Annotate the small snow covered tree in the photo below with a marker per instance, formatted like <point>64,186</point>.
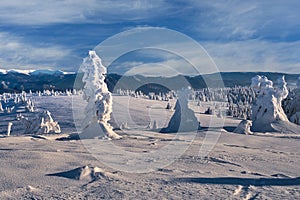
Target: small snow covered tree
<point>99,99</point>
<point>292,105</point>
<point>183,119</point>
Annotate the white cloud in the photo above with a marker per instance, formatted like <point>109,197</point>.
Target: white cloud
<point>256,55</point>
<point>36,12</point>
<point>15,53</point>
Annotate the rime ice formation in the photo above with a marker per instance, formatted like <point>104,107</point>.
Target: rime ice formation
<point>99,99</point>
<point>292,105</point>
<point>41,123</point>
<point>183,119</point>
<point>244,127</point>
<point>267,112</point>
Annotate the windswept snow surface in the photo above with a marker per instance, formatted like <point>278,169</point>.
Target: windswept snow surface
<point>259,166</point>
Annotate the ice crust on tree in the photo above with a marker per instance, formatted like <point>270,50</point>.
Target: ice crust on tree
<point>183,119</point>
<point>292,105</point>
<point>244,127</point>
<point>40,124</point>
<point>267,112</point>
<point>99,99</point>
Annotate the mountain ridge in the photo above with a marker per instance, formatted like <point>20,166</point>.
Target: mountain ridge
<point>14,81</point>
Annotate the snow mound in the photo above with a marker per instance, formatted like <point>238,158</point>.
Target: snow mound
<point>85,173</point>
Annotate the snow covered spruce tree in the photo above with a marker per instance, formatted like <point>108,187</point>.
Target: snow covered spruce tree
<point>99,99</point>
<point>267,111</point>
<point>292,105</point>
<point>183,119</point>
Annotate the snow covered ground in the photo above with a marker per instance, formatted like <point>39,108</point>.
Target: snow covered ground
<point>259,166</point>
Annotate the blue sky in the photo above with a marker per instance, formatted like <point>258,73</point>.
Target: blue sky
<point>238,35</point>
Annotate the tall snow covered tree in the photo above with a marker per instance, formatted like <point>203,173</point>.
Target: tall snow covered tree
<point>99,99</point>
<point>267,112</point>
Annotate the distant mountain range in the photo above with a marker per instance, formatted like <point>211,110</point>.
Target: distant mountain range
<point>18,80</point>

::::

* [Work to complete]
Print the records above exactly as they stand, but leave out the pictures.

* [Task response]
Annotate the small snow covered tree in the photo below with a marker per instance, formatted like <point>64,186</point>.
Target: small snow covered tree
<point>99,99</point>
<point>292,105</point>
<point>183,119</point>
Annotate the white cloud in the photo above with a marker per instance, formatted like <point>109,197</point>.
Target: white cloud
<point>256,55</point>
<point>36,12</point>
<point>15,53</point>
Annotate the rime ice formation in the photo above with a marker per instance, formatted like <point>104,107</point>.
Target: rime ice formation
<point>99,99</point>
<point>292,105</point>
<point>41,123</point>
<point>183,119</point>
<point>244,127</point>
<point>267,112</point>
Annotate the windswept snow surface in the photo above with a marker per instance, formatted like <point>278,169</point>.
Target: windswept snow surface
<point>259,166</point>
Annotate the ice crust on tree in the photo above with a marker per instance, formatted like <point>270,50</point>.
Target: ice crust on tree
<point>183,119</point>
<point>292,105</point>
<point>244,127</point>
<point>40,124</point>
<point>267,112</point>
<point>99,99</point>
Annotate the mountain ridge in the photo above with a marker per instance, formatted like <point>20,166</point>.
Target: mountain ridge
<point>14,81</point>
Annotate the snow mound in the photo above with a marker per instance, formatted like <point>238,158</point>.
Target: snow mound
<point>85,173</point>
Annotate the snow covered spruce tree in the photo above with a marker per instance, formatted like <point>108,187</point>.
Target: snow covered spruce tree
<point>99,99</point>
<point>267,111</point>
<point>292,105</point>
<point>183,119</point>
Annotate the snow covered ground in the photo above with a marker per instance, formatted like <point>39,108</point>.
Target: snow covered ground
<point>259,166</point>
Annotate the blue sky in the photo above with a marker per instance, formatted like <point>258,73</point>.
Target: blue sky
<point>238,35</point>
Annotate the tall snow covered tree in the photo above with a marker per instance, formatted like <point>203,173</point>.
Target: tall snow covered tree
<point>99,99</point>
<point>267,112</point>
Annotate the distant mountain range in the photo above with a marker per instance, formatted like <point>211,110</point>.
Target: distant mountain range
<point>18,80</point>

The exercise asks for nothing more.